*** Text section Section Begins ***

I want to tell you what it felt like to hold a copy of Eat This Poem in my hands. I wanted to tell you sooner, right when the box of books arrived at my door, but I needed to think. Process. Absorb. Gather my thoughts.
So, let’s start at the beginning.
The books were scheduled to arrive at my publisher’s warehouse in Colorado on February 17, so you can imagine my excitement to receive an email a week early saying the books were here (!!) and UPS would be picking them up in a few hours (!!).
It was Friday, and I was expecting them Monday, so all weekend I tried to distract myself. I bought champagne and chilled it in the refrigerator. I brought my dog to work on Monday to help the time pass more quickly. But when I got home from work, both my dog and my son in tow, the books were not there.
Of course, I was disappointed.
I made soup for dinner, and every time I opened the fridge to pull out stock or half an onion I’d saved, I saw the champagne bottle, reminding me of the occasion I was waiting for to pop the cork.
The next day, I realized something.
As excruciating as it was to wait (also, for two nights in a row, I woke up at 3 am and tossed and turned before falling back to sleep, plus, I had a perpetual knot in my stomach), I found tremendous peace in one small and obvious detail.
The book exists.

*** Text section Section Ends ***
*** Records provided Section Begins ***

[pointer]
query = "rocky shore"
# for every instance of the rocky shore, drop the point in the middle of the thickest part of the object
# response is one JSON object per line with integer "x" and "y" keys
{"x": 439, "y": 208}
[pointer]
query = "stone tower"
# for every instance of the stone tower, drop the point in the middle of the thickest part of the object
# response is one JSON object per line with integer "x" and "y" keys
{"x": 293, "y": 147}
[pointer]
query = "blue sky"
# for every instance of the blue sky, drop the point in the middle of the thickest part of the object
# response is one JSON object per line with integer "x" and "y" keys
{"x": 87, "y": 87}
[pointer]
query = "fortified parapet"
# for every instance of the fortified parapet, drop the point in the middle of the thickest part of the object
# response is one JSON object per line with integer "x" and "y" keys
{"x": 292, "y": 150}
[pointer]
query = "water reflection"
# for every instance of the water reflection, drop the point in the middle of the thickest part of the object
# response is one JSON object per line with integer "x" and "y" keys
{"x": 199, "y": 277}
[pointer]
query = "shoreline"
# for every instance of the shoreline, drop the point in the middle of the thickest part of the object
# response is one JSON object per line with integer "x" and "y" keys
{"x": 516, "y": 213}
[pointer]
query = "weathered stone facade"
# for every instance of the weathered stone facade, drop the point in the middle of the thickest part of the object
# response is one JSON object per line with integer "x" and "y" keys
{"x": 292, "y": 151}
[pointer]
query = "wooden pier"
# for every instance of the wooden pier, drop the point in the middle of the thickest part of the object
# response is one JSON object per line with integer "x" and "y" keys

*** Records provided Section Ends ***

The task: In the account of waiting for the book delivery, list each thing the writer says they needed to do before describing how it felt to hold the book.

Output for this task:
- Think
- Process
- Absorb
- Gather my thoughts